---------- Recorded information

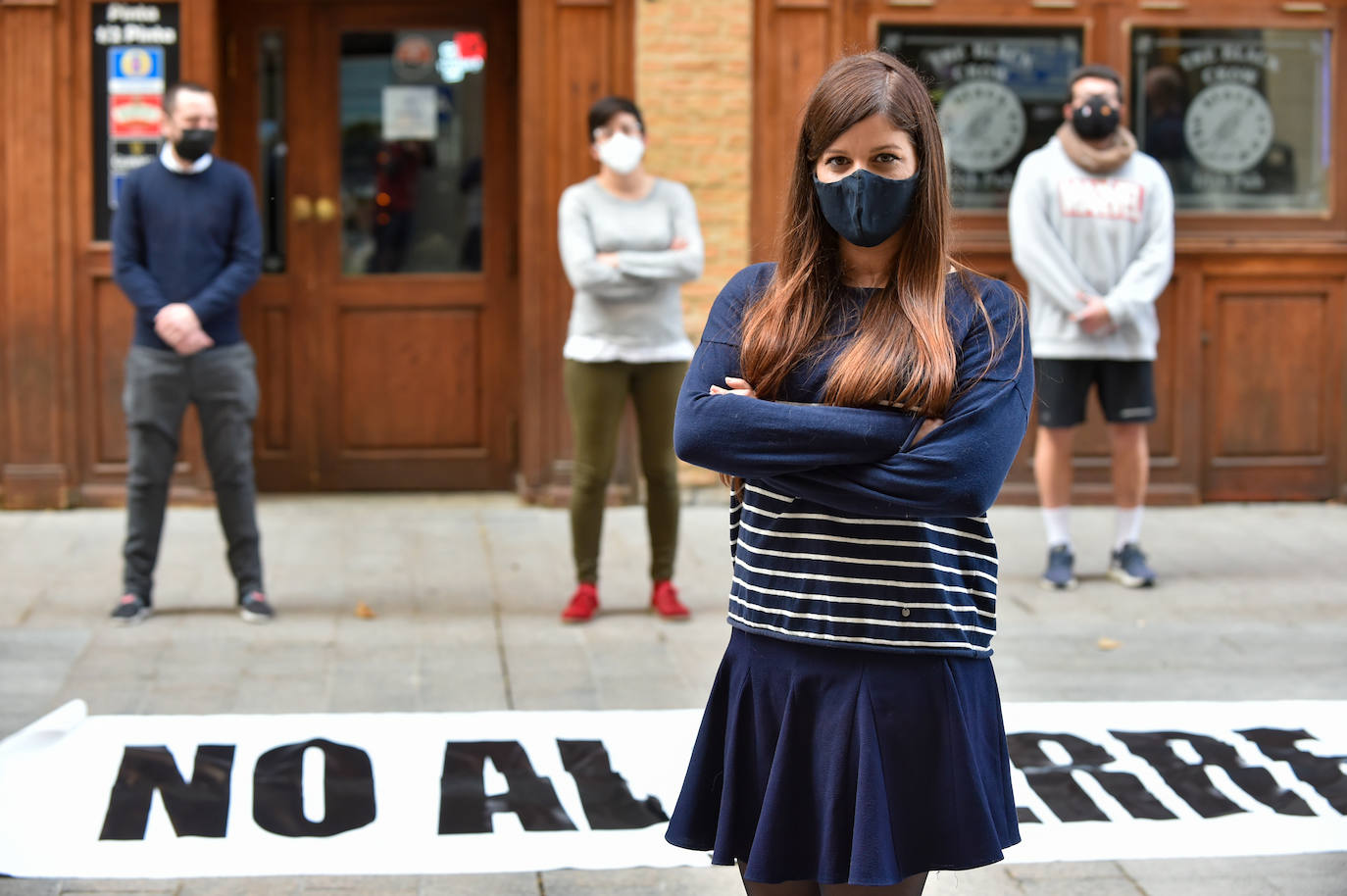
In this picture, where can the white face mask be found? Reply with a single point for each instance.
(622, 152)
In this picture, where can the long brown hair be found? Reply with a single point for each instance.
(901, 351)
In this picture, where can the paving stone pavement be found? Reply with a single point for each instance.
(467, 587)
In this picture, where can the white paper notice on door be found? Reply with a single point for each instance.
(410, 114)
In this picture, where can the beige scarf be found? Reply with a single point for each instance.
(1095, 161)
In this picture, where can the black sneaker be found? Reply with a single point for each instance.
(1129, 568)
(129, 611)
(255, 608)
(1061, 572)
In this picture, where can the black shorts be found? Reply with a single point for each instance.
(1126, 389)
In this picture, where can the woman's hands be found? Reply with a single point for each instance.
(737, 387)
(609, 259)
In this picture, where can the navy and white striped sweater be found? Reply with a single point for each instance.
(847, 533)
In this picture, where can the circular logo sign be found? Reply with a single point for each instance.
(135, 64)
(1228, 128)
(983, 124)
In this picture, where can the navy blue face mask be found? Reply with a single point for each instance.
(864, 208)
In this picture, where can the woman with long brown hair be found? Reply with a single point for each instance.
(865, 396)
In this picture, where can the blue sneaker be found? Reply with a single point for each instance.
(1129, 568)
(129, 611)
(1061, 572)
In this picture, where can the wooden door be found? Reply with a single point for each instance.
(380, 136)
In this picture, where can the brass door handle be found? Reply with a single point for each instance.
(324, 209)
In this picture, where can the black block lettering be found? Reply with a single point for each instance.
(279, 790)
(1063, 795)
(1192, 783)
(606, 798)
(200, 809)
(467, 809)
(1322, 772)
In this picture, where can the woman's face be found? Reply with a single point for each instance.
(873, 144)
(620, 123)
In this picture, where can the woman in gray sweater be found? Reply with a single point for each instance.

--------------------

Requirements: Which lines run from the one containing "In this picture, where can the black shorts" to the end of the entries above? Quote exactly those, and only those.

Correct response:
In this picture, where can the black shorts be found? Reply with a single point for each instance.
(1126, 389)
In this picture, where can the woman's hands be found? Reply with a single point for each instance.
(737, 387)
(609, 259)
In this picture, where can the navy and white striped sweater be found? Reply with a single point for each instance.
(847, 533)
In this picture, where can the circular logo sign be found? Reply with a single point for each instance.
(135, 64)
(1228, 128)
(983, 124)
In this picture, where can the navy blue face mask be found? Reply with a single point for each instance.
(864, 208)
In this picture, where can the woman with long brown hair be found? Reply with a single point for each instance.
(865, 396)
In this picture, where can the blue sneaker be found? Reply with a single point for each instance.
(1129, 568)
(129, 611)
(1061, 572)
In this picture, where can the wooden door be found? Reply with a single point for each instance.
(380, 136)
In this picture, where can the brass door handle be found? Reply with a single point for each instance.
(324, 209)
In this picture, where can the black block lettering be found? Reply with a single point for each instance.
(279, 790)
(1063, 795)
(1192, 783)
(606, 798)
(200, 809)
(467, 809)
(1322, 772)
In this picture, where can the woman's face be found? Reply with a single point for each instance.
(873, 144)
(620, 123)
In this picture, where can the woman in gray sweater be found? Reply with a single point for each instance.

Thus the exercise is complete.